Problem statement:
Pull out every line of the items below that contains the word "draw", copying each one whole and in its original order.

Items:
* Start *

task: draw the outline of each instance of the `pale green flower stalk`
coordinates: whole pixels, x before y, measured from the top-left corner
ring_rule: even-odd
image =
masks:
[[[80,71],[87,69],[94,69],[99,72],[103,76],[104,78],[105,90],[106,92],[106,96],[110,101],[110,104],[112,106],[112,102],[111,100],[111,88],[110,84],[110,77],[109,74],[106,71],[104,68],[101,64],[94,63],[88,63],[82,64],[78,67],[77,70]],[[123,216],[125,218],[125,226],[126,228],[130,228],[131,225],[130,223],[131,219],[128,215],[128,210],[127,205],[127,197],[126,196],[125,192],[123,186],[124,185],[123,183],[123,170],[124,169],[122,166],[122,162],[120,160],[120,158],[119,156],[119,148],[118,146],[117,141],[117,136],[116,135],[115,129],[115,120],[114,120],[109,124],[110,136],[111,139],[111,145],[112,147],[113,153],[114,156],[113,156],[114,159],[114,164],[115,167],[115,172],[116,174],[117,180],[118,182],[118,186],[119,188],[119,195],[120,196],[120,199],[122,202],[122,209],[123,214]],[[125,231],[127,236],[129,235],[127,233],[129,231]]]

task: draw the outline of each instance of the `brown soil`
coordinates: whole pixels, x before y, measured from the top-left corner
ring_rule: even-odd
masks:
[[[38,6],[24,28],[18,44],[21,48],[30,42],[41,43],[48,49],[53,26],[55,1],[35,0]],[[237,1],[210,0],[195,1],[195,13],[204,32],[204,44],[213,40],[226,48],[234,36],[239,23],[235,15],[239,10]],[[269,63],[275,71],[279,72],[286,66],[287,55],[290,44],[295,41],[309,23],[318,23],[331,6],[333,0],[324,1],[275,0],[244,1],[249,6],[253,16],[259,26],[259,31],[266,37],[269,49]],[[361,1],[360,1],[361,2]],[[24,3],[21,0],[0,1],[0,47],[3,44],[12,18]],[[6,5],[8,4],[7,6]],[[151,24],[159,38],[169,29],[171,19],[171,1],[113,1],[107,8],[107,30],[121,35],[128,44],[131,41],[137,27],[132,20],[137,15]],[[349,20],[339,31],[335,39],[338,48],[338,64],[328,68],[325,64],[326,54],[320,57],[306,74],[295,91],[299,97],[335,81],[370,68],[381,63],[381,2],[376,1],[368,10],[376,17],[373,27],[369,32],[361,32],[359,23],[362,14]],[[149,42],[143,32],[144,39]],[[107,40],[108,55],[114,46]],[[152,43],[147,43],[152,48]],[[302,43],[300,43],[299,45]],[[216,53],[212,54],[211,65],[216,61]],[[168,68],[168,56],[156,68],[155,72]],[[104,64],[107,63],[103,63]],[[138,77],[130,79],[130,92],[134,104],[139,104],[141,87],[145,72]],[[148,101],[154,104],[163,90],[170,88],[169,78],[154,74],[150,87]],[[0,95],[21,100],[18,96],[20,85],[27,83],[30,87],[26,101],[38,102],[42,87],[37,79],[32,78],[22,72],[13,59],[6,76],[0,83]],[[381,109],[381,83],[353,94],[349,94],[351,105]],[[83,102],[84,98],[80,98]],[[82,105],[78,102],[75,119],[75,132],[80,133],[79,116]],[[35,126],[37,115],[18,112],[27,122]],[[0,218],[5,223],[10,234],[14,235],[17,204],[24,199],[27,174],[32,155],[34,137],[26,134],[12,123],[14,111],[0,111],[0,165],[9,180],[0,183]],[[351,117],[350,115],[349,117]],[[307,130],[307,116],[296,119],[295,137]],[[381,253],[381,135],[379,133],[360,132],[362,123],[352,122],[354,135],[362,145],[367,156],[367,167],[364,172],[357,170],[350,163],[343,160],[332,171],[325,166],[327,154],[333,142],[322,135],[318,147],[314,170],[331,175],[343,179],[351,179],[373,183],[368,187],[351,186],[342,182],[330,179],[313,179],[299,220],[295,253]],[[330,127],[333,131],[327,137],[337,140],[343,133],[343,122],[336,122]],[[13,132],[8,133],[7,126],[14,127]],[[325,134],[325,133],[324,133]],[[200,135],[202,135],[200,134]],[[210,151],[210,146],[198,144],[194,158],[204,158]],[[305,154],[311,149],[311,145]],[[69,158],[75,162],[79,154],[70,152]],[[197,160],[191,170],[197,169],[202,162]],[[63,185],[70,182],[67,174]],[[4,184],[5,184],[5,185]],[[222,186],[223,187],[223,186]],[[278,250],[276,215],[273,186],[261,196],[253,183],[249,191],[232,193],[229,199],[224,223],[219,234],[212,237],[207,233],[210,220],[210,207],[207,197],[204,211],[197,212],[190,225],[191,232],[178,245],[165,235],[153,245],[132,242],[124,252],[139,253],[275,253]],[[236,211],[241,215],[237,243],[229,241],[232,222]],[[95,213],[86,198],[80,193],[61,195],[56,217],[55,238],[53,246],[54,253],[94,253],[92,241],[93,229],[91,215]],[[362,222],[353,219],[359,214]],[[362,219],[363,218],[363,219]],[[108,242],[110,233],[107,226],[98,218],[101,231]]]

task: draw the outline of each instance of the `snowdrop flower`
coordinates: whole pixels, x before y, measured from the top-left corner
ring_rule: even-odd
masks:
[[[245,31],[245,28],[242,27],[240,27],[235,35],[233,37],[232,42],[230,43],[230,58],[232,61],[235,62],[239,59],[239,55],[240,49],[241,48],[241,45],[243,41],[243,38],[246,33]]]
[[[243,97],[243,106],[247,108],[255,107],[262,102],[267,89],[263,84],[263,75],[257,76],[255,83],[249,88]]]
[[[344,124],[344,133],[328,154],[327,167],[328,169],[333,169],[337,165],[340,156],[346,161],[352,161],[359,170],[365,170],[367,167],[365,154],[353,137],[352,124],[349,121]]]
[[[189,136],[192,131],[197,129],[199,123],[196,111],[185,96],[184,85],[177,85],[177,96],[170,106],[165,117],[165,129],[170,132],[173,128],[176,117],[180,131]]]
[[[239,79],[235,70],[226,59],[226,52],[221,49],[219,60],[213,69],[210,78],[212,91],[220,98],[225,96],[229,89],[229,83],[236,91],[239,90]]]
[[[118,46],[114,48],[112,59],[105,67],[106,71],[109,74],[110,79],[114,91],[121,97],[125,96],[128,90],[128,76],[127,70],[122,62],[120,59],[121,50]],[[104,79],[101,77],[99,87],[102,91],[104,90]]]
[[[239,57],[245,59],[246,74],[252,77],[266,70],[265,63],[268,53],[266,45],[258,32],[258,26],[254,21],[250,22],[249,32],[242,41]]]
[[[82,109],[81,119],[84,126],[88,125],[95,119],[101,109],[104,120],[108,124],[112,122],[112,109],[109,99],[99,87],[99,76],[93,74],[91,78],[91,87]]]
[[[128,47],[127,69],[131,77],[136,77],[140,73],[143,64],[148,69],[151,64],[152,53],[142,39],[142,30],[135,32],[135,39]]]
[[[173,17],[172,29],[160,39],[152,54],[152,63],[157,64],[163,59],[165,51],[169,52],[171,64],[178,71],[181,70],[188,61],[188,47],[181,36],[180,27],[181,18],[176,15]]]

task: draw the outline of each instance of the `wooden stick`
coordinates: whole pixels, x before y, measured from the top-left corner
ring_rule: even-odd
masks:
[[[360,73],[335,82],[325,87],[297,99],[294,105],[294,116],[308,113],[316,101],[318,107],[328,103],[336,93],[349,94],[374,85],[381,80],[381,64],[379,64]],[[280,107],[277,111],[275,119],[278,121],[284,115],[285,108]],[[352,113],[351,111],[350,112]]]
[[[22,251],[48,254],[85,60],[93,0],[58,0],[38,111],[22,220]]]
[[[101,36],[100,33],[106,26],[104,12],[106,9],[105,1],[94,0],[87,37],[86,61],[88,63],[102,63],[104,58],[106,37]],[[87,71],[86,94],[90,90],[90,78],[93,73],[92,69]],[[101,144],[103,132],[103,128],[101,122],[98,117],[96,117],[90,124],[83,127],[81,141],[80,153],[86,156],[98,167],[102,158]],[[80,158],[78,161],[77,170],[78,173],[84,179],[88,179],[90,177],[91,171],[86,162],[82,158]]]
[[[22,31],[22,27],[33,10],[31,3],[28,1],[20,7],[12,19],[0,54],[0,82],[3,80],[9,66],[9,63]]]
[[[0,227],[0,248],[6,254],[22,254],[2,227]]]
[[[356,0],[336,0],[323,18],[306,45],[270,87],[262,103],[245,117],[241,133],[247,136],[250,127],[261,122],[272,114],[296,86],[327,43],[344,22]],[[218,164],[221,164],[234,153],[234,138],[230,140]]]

* End *

The response:
task: draw the outline of each instance of the `pale green flower stalk`
task: draw the outline of each instance of the `brown soil`
task: draw the outline of each instance of the `snowdrop flower`
task: draw the outline of each instance of the `wooden stick`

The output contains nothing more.